Katja Eichinger: „Konsum stößt mich zugleich ab und fasziniert“

Sie ist erfolgreiche Journalistin und Witwe des Filmproduzenten Bernd Eichinger. Im stern-Interview erzählt Katja Eichinger, wie sie dazu gekommen ist, das neue Album der US-Elektroniker Tempers zu produzieren – und gewährt einen kleinen Einblick in Ihr Privatleben.

Katja Eichinger (r.) mit Edward Cooper und Jasmine Golestaneh von der New Yorker Electro-Band Tempers, deren neues Album „Junkspace“ sie produziert hat.

Frau Eichinger, wir haben zuletzt 2014 von Ihnen gehört, als Sie den Roman „Amerikanisches Solo“ veröffentlichten. Was haben Sie seither gemacht?
2015 habe ich gemeinsam mit Glenn O’Brien „Warholmania“ in München präsentiert. Das war eine Retrospektive von Warhol-Filmen in Kombination mit Warhols Gemälden, Zeichnungen und TV-Arbeiten im Museum Brandhorst. Eine ziemlich umfangreiche Angelegenheit. Sehr erfolgreich, aber auch traurig, denn Glenn wurde dann sehr krank und verstarb 2017. Nach „Warholmania“ musste ich dann erstmal wieder zu Sinnen kommen. Also habe ich ein Drehbuch geschrieben ebenso wie Texte für Zeitschriften und Bücher. 2016 habe ich eine Fotoarbeit über Shopping Malls für die „World of Malls“-Ausstellung im Architekturmuseum der Pinakothek der Moderne angefertigt. Aber das war jetzt alles nicht besonders öffentlich. Die Zurückgezogenheit hat gut getan. Ich hab viel Klavier gespielt.

Nun haben Sie erstmals ein Album produziert. Wie ist es dazu gekommen?

Musik spielt eine enorme Rolle in meinem Leben. Während der Schulzeit habe ich mir mein Taschengeld als Kirchenorganistin verdient. Habe da die ganze Ausbildung durchlaufen. Das Album ist ja der Shopping Mall gewidmet. JG Ballard hat die Mall als Kirche der Vorstädte bezeichnet. Vielleicht gibt es da einen Zusammenhang. Jedenfalls hatte ich die Idee für dieses Konzeptalbum und habe meine Freundin Jasmine Golestaneh von der New Yorker Electro-Band Tempers angerufen. Sie ist in Florida geboren und hat als Kind viel Zeit in den Malls von West Palm Beach verbracht. Ganz in der Nähe von Trumps Gruselvilla. Da hatte sie viele Erinnerungen und Assoziationen. Sie und ihr Bandkollege Eddie Cooper hatten Lust, das Album mit mir zu machen. Und so ging’s los. 

Zwischen den Songs spricht der berühmte Architekt

Rem Koolhaas. Wie ist diese Verbindung entstanden – und was ist die Idee dabei?
Durch Rem bin ich überhaupt erst auf die Idee für das Album gekommen. Nach der „World of Malls“ Ausstellung kam die Vogue auf mich zu und fragte, ob ich Rem Koolhaas über seinen Umbau des KaDeWe interviewen wollte. Da war ich sofort dabei. Seine Arbeit interessiert mich sehr. Mit Rem sprach ich über die These, dass Architektur gefrorene Musik ist. Und plötzlich kam mir der Gedanke: Wie würden eigentlich geschmolzene Shopping Malls klingen? Rem war dann so nett und erlaubte uns, das Interview in das Album einzuarbeiten.

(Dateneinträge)
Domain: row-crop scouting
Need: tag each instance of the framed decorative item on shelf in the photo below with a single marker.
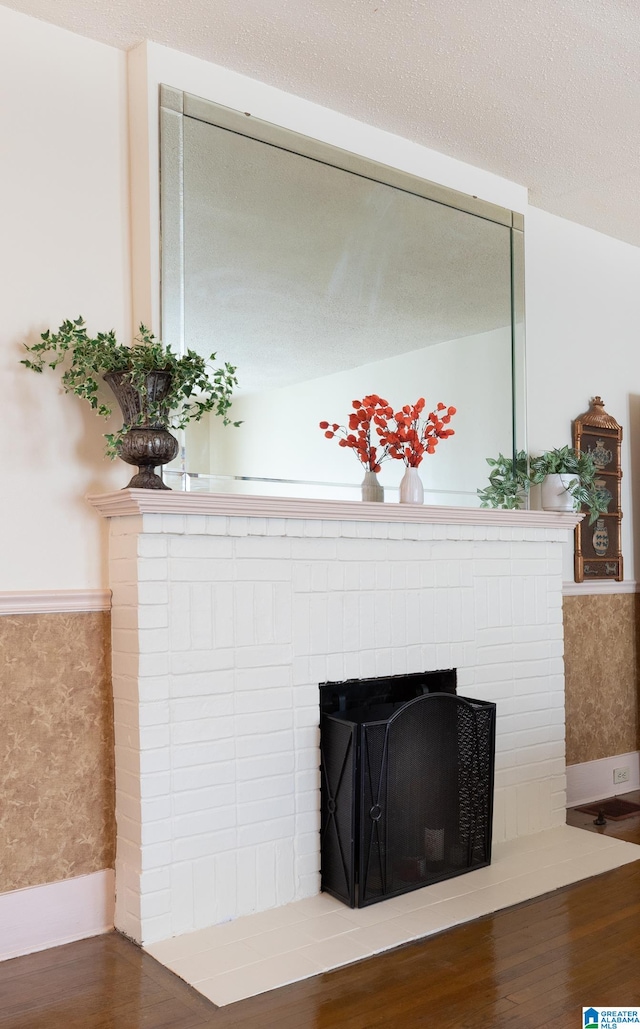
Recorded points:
(598, 546)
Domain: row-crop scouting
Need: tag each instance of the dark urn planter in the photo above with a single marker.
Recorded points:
(145, 445)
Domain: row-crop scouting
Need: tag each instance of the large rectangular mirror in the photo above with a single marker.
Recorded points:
(323, 278)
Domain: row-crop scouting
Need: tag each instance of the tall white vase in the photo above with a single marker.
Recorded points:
(371, 490)
(412, 490)
(555, 495)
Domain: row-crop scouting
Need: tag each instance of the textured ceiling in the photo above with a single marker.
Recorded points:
(545, 93)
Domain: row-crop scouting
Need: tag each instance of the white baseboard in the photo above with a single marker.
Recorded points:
(57, 913)
(594, 780)
(54, 601)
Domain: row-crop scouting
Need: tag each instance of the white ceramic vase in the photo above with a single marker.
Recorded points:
(371, 490)
(555, 494)
(412, 490)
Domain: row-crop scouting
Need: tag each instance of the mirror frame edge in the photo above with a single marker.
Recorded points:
(177, 104)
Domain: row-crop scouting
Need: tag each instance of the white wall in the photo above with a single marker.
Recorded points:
(150, 65)
(582, 331)
(65, 251)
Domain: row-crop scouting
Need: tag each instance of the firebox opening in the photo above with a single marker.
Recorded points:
(406, 794)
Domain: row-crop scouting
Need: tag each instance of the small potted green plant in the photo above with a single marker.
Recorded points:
(508, 483)
(155, 388)
(569, 481)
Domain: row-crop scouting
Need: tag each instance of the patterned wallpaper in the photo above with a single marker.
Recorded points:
(57, 777)
(601, 673)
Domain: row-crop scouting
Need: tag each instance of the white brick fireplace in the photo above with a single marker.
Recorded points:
(227, 613)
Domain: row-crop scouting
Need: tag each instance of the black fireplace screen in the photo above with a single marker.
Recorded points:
(406, 785)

▸ **Anweisung 1**: Womit hat Katja Eichinger laut dem Interview während ihrer Schulzeit ihr Taschengeld verdient?
▸ **Anweisung 2**: Schreiben Sie aus dem Interview die Passage von „Katja Eichinger: „Konsum“ bis einschließlich „Sie seither gemacht?“ wortgetreu ab.

▸ **Lösung der Aufgabe 1**: Sie hat es als Kirchenorganistin verdient.

▸ **Lösung der Aufgabe 2**:
Katja Eichinger: „Konsum stößt mich zugleich ab und fasziniert“

Sie ist erfolgreiche Journalistin und Witwe des Filmproduzenten Bernd Eichinger. Im stern-Interview erzählt Katja Eichinger, wie sie dazu gekommen ist, das neue Album der US-Elektroniker Tempers zu produzieren – und gewährt einen kleinen Einblick in Ihr Privatleben.

Katja Eichinger (r.) mit Edward Cooper und Jasmine Golestaneh von der New Yorker Electro-Band Tempers, deren neues Album „Junkspace“ sie produziert hat.

Frau Eichinger, wir haben zuletzt 2014 von Ihnen gehört, als Sie den Roman „Amerikanisches Solo“ veröffentlichten. Was haben Sie seither gemacht?